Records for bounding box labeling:
+-------+

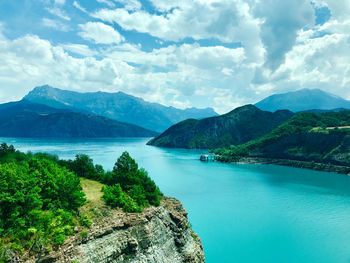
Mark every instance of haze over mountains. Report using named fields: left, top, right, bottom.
left=24, top=85, right=217, bottom=132
left=148, top=105, right=294, bottom=149
left=0, top=100, right=156, bottom=138
left=255, top=89, right=350, bottom=112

+-------+

Retype every line of the records above word for word, and leave the pictures out of your answer.

Mark every instance of haze over mountains. Report using named fields: left, top, right, bottom.
left=24, top=85, right=217, bottom=132
left=148, top=105, right=294, bottom=149
left=0, top=100, right=156, bottom=138
left=255, top=89, right=350, bottom=112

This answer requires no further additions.